# WHAT IS NEEDED:
Starting from the line containing "Mark each instance of the american", write out every remaining line exactly, the last one included.

# SOURCE RECORDS:
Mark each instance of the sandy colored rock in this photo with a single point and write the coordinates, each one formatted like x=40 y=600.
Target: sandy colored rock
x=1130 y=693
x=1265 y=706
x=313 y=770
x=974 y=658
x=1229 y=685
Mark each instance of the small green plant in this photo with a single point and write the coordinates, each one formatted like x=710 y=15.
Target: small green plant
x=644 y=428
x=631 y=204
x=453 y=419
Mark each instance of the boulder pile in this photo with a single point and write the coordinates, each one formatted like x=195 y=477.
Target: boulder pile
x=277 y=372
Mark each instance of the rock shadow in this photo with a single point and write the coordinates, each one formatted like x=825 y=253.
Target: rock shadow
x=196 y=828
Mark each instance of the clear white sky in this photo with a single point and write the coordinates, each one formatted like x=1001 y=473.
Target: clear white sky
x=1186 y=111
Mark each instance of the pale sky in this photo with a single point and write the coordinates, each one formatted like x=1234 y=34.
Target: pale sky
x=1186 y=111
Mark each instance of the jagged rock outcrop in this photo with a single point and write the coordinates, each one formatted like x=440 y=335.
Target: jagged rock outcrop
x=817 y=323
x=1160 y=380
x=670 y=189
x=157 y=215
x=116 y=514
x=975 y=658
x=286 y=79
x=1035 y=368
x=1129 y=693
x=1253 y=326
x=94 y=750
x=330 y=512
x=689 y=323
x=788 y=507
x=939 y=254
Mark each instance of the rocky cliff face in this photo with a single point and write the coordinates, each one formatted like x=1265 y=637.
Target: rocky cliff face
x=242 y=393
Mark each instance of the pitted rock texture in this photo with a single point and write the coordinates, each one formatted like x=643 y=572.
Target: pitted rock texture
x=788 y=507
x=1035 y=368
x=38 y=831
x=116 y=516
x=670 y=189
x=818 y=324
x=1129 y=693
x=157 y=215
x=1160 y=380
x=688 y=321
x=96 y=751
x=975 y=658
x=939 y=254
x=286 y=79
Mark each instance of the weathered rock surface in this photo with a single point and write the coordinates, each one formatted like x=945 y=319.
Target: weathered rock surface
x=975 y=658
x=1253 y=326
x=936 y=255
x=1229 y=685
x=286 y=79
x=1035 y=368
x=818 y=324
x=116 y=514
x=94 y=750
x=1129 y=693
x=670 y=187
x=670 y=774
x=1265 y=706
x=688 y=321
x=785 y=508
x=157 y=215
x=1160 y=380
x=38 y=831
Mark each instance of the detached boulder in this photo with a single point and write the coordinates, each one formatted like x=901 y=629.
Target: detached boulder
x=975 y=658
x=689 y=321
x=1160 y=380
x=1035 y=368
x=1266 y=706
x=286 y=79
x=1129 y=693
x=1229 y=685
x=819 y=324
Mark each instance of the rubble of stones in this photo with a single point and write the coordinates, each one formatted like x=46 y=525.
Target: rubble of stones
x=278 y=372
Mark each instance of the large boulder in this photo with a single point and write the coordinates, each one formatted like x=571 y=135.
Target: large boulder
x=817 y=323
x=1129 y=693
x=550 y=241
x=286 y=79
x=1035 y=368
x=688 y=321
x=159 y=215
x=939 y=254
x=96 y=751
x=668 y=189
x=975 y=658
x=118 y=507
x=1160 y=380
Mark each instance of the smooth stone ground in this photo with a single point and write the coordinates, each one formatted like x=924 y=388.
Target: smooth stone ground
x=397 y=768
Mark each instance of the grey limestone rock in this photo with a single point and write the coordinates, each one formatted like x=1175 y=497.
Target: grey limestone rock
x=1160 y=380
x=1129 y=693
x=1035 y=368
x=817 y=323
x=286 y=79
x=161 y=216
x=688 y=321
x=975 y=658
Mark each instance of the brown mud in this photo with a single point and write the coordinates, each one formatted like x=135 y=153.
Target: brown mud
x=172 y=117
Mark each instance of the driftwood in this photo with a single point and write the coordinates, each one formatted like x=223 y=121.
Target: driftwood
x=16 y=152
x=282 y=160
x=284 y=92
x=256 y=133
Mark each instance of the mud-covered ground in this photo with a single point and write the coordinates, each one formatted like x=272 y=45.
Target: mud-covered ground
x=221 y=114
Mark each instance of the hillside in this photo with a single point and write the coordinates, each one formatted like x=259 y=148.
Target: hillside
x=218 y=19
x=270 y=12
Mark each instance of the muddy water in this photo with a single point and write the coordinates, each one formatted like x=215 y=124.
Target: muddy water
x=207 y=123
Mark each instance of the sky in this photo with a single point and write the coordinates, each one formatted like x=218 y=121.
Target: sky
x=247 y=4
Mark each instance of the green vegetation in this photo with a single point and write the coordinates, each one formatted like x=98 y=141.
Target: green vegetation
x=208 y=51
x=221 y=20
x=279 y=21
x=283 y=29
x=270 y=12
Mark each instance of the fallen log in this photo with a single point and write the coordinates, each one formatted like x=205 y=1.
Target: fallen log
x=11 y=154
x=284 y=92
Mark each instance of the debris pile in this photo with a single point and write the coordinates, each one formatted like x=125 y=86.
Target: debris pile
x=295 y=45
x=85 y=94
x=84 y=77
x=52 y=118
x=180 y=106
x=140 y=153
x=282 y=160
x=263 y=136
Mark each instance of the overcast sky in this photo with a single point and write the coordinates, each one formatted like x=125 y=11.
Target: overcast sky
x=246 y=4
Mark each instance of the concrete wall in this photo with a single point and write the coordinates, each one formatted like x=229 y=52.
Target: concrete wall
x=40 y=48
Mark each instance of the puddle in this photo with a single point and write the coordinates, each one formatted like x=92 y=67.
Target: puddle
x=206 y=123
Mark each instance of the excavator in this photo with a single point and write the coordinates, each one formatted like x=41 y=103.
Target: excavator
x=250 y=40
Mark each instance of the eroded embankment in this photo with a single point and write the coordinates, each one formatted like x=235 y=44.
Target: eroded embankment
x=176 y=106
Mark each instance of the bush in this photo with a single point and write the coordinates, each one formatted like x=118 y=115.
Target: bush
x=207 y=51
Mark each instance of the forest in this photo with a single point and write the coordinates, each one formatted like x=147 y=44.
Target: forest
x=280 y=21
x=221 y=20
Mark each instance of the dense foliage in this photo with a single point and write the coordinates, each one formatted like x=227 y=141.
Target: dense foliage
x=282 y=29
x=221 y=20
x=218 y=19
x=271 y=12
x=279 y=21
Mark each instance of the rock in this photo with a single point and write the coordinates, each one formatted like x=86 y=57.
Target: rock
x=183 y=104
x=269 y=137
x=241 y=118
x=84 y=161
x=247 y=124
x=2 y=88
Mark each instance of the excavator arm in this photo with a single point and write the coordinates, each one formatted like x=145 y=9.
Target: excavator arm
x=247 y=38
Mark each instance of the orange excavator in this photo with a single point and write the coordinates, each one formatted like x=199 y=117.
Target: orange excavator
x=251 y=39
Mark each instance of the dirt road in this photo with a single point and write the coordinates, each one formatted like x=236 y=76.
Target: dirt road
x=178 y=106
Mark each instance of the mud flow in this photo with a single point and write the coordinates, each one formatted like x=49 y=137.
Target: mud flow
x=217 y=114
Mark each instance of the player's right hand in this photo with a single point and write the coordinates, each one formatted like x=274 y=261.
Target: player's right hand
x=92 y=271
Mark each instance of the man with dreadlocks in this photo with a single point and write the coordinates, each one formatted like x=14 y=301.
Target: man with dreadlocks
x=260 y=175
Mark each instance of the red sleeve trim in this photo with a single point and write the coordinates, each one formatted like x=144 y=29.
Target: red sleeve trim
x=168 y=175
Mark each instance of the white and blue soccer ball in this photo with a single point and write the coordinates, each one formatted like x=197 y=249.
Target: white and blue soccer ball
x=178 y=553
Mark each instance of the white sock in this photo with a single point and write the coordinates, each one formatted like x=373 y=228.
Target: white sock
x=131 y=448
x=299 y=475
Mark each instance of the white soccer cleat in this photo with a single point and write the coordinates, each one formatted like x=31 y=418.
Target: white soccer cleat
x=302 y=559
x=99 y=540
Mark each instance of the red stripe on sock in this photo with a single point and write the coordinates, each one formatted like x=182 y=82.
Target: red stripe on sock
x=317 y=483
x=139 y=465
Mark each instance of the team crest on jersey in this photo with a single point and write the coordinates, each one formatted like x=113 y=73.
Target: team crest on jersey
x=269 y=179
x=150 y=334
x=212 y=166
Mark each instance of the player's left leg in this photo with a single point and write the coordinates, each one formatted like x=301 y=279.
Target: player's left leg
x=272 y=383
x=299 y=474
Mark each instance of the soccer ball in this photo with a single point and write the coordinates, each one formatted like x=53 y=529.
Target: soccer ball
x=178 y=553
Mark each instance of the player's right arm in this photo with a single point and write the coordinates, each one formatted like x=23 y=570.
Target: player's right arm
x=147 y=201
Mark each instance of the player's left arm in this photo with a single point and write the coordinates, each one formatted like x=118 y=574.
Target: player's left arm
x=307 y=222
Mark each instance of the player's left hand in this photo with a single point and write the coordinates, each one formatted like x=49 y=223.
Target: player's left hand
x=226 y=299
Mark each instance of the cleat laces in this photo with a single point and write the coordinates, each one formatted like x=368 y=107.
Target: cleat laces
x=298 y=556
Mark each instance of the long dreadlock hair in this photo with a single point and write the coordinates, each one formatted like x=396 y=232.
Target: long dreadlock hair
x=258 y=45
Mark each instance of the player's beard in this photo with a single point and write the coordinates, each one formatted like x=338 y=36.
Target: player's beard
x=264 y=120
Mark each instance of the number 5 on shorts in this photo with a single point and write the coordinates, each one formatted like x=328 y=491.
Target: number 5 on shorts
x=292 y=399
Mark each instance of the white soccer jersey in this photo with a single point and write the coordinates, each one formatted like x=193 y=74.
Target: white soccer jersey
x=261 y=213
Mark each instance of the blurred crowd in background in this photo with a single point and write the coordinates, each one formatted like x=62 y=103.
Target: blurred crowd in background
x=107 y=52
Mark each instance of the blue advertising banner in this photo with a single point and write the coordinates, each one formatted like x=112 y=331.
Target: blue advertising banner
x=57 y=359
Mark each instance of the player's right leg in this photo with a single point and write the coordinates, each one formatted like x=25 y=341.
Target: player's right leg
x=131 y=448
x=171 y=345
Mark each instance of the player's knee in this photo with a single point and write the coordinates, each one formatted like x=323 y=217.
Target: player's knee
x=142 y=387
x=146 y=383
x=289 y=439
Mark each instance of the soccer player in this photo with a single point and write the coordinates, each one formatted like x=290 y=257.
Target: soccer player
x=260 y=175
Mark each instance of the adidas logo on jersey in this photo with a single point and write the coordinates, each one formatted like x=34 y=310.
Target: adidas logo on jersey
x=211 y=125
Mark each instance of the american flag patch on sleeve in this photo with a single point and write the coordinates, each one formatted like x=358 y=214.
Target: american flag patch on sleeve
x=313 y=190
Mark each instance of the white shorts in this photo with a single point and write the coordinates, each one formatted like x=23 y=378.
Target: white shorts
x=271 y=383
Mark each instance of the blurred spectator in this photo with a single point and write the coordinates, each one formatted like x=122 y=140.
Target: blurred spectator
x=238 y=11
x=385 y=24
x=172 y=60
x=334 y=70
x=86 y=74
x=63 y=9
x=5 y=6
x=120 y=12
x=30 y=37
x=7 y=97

# COMPLETED TASK:
Mark each instance of the american flag patch on sleeve in this photo with a single point and write the coordinates, each one formatted like x=358 y=214.
Target: american flag patch on sleeve
x=313 y=190
Mark each instance of the white shorts in this photo with a single point and write the coordinates, each one formatted like x=23 y=378.
Target: white shorts
x=271 y=383
Mark each instance of the blurred spectator in this photo with a single point and write the coordinates, each one formatted like x=122 y=140.
Target: blurred spectator
x=238 y=11
x=385 y=24
x=172 y=60
x=334 y=70
x=86 y=74
x=63 y=9
x=5 y=6
x=120 y=12
x=30 y=37
x=7 y=97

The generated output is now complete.